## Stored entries
+ + +
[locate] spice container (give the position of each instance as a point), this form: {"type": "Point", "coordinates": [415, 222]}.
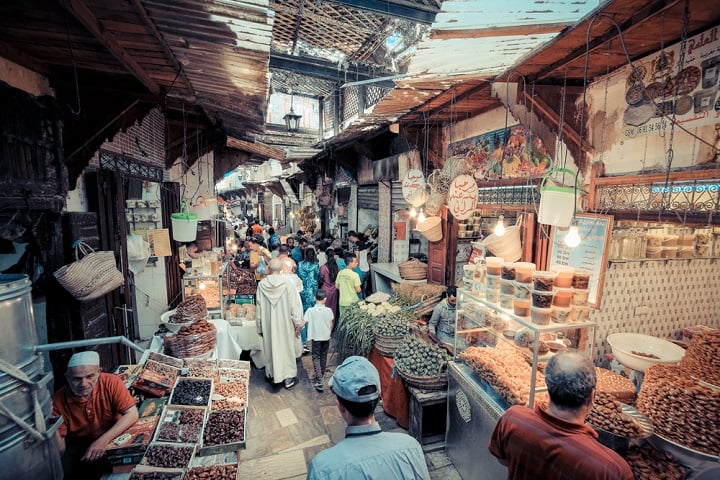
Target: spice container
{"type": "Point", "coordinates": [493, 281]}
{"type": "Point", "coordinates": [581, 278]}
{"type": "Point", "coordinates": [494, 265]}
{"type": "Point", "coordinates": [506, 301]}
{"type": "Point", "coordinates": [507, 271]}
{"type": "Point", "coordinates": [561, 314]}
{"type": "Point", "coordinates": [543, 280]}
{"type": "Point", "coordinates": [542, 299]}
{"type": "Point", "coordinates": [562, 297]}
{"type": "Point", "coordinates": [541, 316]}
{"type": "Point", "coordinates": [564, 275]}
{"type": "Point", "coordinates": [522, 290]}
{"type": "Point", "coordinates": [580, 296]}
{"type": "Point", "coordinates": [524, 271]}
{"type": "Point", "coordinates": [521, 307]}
+ + +
## THE REQUEST
Update the entries above by replacing every occurrence of "spice container" with "spice jar", keeping all else unchanged. Omit the pictures from your answer.

## FULL OUTPUT
[locate] spice jar (give the position of each instance as a point), this form: {"type": "Point", "coordinates": [415, 222]}.
Target: spice jar
{"type": "Point", "coordinates": [493, 281]}
{"type": "Point", "coordinates": [581, 278]}
{"type": "Point", "coordinates": [494, 265]}
{"type": "Point", "coordinates": [506, 301]}
{"type": "Point", "coordinates": [507, 271]}
{"type": "Point", "coordinates": [561, 314]}
{"type": "Point", "coordinates": [543, 280]}
{"type": "Point", "coordinates": [542, 299]}
{"type": "Point", "coordinates": [562, 297]}
{"type": "Point", "coordinates": [541, 316]}
{"type": "Point", "coordinates": [564, 275]}
{"type": "Point", "coordinates": [522, 290]}
{"type": "Point", "coordinates": [580, 296]}
{"type": "Point", "coordinates": [524, 271]}
{"type": "Point", "coordinates": [521, 307]}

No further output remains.